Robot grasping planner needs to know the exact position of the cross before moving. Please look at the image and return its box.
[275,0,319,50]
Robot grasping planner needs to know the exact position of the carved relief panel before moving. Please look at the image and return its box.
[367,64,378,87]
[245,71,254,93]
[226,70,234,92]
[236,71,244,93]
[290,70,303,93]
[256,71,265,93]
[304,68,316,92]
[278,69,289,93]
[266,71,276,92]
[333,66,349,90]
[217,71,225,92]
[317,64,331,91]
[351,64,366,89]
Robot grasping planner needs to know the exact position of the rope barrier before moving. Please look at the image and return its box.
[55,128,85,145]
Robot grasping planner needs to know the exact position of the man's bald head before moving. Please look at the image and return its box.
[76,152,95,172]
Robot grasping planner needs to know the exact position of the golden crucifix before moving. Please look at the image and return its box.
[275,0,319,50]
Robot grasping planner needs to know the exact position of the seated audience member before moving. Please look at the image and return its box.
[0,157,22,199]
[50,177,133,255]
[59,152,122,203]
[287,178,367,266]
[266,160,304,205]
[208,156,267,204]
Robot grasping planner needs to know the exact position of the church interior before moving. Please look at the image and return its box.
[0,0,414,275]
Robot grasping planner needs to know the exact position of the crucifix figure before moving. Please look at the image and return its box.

────────────────────────────────────────

→ What the exercise asks: Copy the material word for word, from the line with "of the carved" through the last line.

→ Written solution:
Robot grasping planner needs to know the exact position of the carved relief panel before moving. Please look at the image and return its box.
[367,64,378,87]
[245,71,254,93]
[226,70,234,92]
[236,71,244,93]
[290,70,303,93]
[256,71,265,93]
[304,68,316,92]
[278,69,289,93]
[266,71,276,92]
[333,66,349,90]
[217,71,225,92]
[317,64,331,91]
[351,64,366,89]
Robot grasping planner needs to know the exact position of the rope barrier before moving. Please look at the image and return its box.
[55,128,85,145]
Robot grasping planner needs to know the exact position of the man's bald head before moving. Please look at the image and return its box.
[76,152,95,172]
Robot grasping planner needs to know the exact position of the golden crucifix before moving. Please look at the image and return its box.
[275,0,319,50]
Robot grasping planner needs to know the exact position of the seated audience member before moving. Please look at the image and return its box.
[0,157,22,199]
[50,177,133,255]
[59,152,122,203]
[287,178,367,266]
[266,160,304,205]
[208,156,267,204]
Robot grasping planner needs to know the exact position of the church interior before moving. Please look at the image and return its box.
[0,0,414,275]
Robot grasping planner needs to know the exact position of the crucifix figure before moving. Please look at the image and return its box.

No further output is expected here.